▶ [Material provided]:

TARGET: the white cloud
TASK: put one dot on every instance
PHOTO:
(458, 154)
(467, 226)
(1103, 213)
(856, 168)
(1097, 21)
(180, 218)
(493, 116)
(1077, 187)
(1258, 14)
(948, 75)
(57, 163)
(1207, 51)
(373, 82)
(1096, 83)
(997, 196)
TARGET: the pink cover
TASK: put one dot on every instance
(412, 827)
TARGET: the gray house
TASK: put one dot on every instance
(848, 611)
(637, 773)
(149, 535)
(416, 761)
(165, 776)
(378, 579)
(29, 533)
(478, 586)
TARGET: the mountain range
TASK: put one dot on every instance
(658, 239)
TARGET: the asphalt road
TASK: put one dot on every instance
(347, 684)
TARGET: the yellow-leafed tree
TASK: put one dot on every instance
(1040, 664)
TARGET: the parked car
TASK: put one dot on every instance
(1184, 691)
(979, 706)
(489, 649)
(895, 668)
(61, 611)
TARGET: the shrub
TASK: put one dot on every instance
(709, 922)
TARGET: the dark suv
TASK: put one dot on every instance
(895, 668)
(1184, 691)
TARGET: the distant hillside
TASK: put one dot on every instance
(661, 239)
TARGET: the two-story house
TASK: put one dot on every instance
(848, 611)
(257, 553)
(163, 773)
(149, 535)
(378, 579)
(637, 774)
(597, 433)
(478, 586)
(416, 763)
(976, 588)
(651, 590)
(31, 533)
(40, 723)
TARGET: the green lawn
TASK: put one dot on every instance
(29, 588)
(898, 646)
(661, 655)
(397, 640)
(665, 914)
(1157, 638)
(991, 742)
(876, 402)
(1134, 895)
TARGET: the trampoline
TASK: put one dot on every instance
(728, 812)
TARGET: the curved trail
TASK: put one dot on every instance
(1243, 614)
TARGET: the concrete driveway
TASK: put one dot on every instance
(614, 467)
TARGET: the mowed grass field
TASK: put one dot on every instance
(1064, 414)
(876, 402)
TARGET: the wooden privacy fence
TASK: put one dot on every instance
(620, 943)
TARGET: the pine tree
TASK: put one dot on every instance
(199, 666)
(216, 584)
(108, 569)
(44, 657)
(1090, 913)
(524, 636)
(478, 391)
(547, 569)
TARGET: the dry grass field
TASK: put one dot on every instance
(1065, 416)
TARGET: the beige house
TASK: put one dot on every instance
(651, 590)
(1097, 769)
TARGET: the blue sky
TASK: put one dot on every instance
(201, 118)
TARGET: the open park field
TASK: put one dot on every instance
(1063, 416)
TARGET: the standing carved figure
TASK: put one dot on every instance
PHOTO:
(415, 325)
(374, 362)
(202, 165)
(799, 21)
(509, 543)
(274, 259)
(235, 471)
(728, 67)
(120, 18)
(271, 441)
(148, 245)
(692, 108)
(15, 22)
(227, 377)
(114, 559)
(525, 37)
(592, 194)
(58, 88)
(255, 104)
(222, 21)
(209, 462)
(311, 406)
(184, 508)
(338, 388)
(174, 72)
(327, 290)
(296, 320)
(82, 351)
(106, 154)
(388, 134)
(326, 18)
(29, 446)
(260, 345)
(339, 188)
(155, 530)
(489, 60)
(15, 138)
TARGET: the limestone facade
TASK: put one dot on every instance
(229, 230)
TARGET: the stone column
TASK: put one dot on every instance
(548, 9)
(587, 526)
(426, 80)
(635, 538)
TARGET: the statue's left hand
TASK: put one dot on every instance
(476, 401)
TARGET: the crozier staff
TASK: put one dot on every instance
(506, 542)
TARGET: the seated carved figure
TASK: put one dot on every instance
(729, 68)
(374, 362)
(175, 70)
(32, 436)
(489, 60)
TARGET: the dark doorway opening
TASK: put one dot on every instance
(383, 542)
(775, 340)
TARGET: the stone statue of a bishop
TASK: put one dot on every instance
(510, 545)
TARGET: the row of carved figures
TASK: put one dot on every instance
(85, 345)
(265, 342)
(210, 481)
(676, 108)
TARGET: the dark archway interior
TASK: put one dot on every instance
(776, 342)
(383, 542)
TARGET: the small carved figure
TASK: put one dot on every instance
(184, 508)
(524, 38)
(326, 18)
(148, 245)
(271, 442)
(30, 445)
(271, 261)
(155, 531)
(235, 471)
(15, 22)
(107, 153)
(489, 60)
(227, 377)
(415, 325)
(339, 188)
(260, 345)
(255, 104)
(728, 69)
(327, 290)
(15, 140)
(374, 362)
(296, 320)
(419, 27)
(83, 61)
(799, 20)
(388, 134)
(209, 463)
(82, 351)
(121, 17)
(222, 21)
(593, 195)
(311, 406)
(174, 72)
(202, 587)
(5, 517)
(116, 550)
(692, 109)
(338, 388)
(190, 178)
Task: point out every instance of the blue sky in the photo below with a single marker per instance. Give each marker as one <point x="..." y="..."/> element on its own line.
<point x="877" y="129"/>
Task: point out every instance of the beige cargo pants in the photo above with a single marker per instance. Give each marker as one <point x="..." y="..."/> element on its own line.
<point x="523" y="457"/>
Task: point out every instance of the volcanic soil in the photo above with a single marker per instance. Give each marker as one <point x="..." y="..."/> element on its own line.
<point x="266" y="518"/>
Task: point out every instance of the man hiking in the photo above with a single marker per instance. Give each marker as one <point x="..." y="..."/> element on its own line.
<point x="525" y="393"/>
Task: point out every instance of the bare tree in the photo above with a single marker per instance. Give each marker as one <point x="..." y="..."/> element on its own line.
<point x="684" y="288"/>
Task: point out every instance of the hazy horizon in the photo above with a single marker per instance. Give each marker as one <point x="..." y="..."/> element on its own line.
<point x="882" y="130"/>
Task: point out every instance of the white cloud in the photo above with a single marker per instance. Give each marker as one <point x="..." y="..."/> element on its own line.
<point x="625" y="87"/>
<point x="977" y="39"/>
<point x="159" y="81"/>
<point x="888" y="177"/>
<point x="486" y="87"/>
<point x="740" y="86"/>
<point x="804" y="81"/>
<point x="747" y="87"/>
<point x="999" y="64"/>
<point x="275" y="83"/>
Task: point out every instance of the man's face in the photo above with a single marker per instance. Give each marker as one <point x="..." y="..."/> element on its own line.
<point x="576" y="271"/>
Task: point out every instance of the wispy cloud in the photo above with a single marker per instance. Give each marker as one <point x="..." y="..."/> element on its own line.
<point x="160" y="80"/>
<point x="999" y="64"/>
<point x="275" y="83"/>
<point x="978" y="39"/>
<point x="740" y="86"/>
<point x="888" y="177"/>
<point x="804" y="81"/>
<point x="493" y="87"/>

▶ [Your task]:
Transcribe every line of the entries above word for word, keeping the original order and adding or changing nothing.

▶ [The solution]:
TARGET: the white cloud
TASK: put one dot on every instance
PHOTO:
(458, 154)
(467, 226)
(1103, 213)
(856, 168)
(1097, 21)
(180, 218)
(493, 116)
(1077, 187)
(1258, 14)
(948, 75)
(57, 163)
(1207, 51)
(373, 82)
(1096, 83)
(997, 196)
TARGET: the pink cover
TASK: put one dot on every instance
(412, 827)
TARGET: the gray house
TASK: put one dot on every instance
(848, 611)
(637, 773)
(149, 535)
(416, 761)
(165, 776)
(378, 579)
(29, 533)
(478, 586)
TARGET: the mountain range
TASK: put one dot on every instance
(658, 239)
TARGET: the asphalt road
TASK: put one dot on every instance
(347, 684)
TARGET: the yellow-leafed tree
TASK: put one dot on every instance
(1040, 664)
TARGET: the parked car
TASK: put one dot on every instance
(1184, 691)
(979, 706)
(489, 649)
(895, 668)
(61, 611)
TARGET: the shrub
TASK: put one dot on every instance
(709, 922)
TARGET: the dark suv
TASK: put one dot on every instance
(895, 668)
(1184, 691)
TARGET: the distant hillside
TASK: put one dot on every instance
(661, 239)
TARGET: the two-story house
TASK: put one dot on every instance
(848, 611)
(257, 553)
(163, 773)
(149, 535)
(378, 579)
(637, 774)
(597, 433)
(478, 586)
(416, 763)
(976, 588)
(651, 590)
(31, 533)
(40, 723)
TARGET: the green lawn
TASK: put one dot on every instance
(29, 588)
(898, 646)
(661, 655)
(397, 640)
(665, 914)
(1157, 638)
(991, 742)
(876, 402)
(1134, 895)
TARGET: the trampoline
TASK: put one dot on every instance
(728, 812)
TARGET: the curved trail
TASK: put one dot on every instance
(1243, 614)
TARGET: the concrete driveway
TASK: put one dot on every instance
(614, 467)
TARGET: the mowed grass field
TASK: put one dot on every instance
(1064, 414)
(876, 402)
TARGET: the wooden privacy fence
TASK: put one dot on every instance
(620, 943)
TARGET: the pine tree
TASK: put one dot on every instance
(199, 666)
(216, 584)
(108, 569)
(44, 657)
(1090, 913)
(524, 636)
(478, 391)
(547, 569)
TARGET: the dry grass field
TASK: put one dot on every instance
(1065, 416)
TARGET: the beige house
TASK: put one dot on every instance
(651, 590)
(1097, 769)
TARGET: the blue sky
TASK: put one dot on every instance
(201, 118)
TARGET: the open park field
TASK: put one dot on every instance
(1063, 416)
TARGET: the standing carved figure
TASK: put one dot on every instance
PHOTO:
(415, 325)
(374, 362)
(202, 165)
(799, 21)
(509, 543)
(274, 259)
(235, 471)
(728, 67)
(120, 18)
(271, 441)
(148, 245)
(692, 108)
(15, 22)
(227, 377)
(114, 559)
(525, 37)
(592, 194)
(58, 88)
(255, 104)
(222, 21)
(209, 462)
(311, 406)
(184, 508)
(338, 388)
(174, 72)
(327, 290)
(296, 320)
(82, 351)
(106, 154)
(388, 134)
(326, 18)
(29, 446)
(260, 345)
(339, 188)
(155, 530)
(489, 60)
(15, 138)
TARGET: the limestone facade
TASK: put one dot on every instance
(229, 230)
TARGET: the stone column
TASK: put one dot on every instance
(548, 9)
(587, 526)
(426, 80)
(635, 538)
TARGET: the statue's left hand
TASK: put one dot on every instance
(476, 401)
TARGET: the crozier staff
TASK: put one dot on every instance
(506, 542)
TARGET: the seated carved figure
TASK: put one dot on every instance
(729, 68)
(374, 362)
(175, 70)
(32, 436)
(489, 60)
TARGET: the dark doorway opening
TASK: put one dot on every instance
(383, 542)
(775, 340)
TARGET: the stone statue of a bishop
TASK: put one dot on every instance
(510, 545)
TARGET: the row of carved figures
TASK: put one dot on every instance
(85, 345)
(265, 342)
(210, 481)
(676, 108)
TARGET: the dark archway interior
TASK: put one dot on every instance
(776, 342)
(383, 542)
TARGET: the small carved figure
TASK: put one dot on every instance
(184, 508)
(524, 38)
(326, 18)
(148, 245)
(271, 442)
(30, 445)
(271, 261)
(155, 531)
(235, 471)
(15, 22)
(107, 153)
(489, 60)
(227, 377)
(415, 325)
(339, 188)
(260, 345)
(255, 104)
(728, 69)
(327, 290)
(15, 140)
(374, 362)
(296, 320)
(419, 27)
(83, 61)
(799, 20)
(388, 134)
(209, 463)
(82, 351)
(121, 17)
(222, 21)
(593, 195)
(311, 406)
(174, 72)
(202, 587)
(5, 517)
(116, 550)
(692, 109)
(338, 388)
(190, 178)
Task: point out every instance of the blue sky in the photo below with a single marker per instance. Give each marker as one <point x="..." y="..."/> element on its own line.
<point x="877" y="129"/>
Task: point out every instance of the beige cargo pants in the photo above with a single marker per instance. Give each marker as one <point x="..." y="..."/> element on its own line.
<point x="523" y="457"/>
Task: point out every instance of the volcanic soil in the photo above with a single marker per instance. Give each marker as one <point x="..." y="..."/> element on its own line.
<point x="266" y="518"/>
Task: point out every instance of the man hiking in the photo above with a single marker per instance. Give each marker as one <point x="..." y="..."/> element on its own line.
<point x="525" y="393"/>
Task: point out every instance of the bare tree in the photo above with a single marker per instance. Give each marker as one <point x="..." y="..."/> element on its own line.
<point x="684" y="288"/>
Task: point out every instance of the hazy horizon in the photo above with a single marker per instance. Give each marker as one <point x="..." y="..."/> element on its own line.
<point x="882" y="130"/>
Task: point out every instance of the white cloud in the photo above with a single marker per instance. Give each marker as one <point x="..." y="..."/> element on its own line.
<point x="625" y="87"/>
<point x="977" y="39"/>
<point x="159" y="81"/>
<point x="888" y="177"/>
<point x="486" y="87"/>
<point x="740" y="86"/>
<point x="804" y="81"/>
<point x="747" y="87"/>
<point x="999" y="64"/>
<point x="275" y="83"/>
Task: point out every instance of the man's face in the photo above with a single marker per instance. Give each marker as one <point x="..." y="..."/> element on its own line.
<point x="576" y="271"/>
Task: point out every instance of the wispy cloud in the photo above with a single marker per instance. Give each marker as one <point x="..." y="..."/> element on its own line.
<point x="160" y="80"/>
<point x="999" y="64"/>
<point x="275" y="83"/>
<point x="978" y="39"/>
<point x="740" y="86"/>
<point x="888" y="177"/>
<point x="804" y="81"/>
<point x="493" y="87"/>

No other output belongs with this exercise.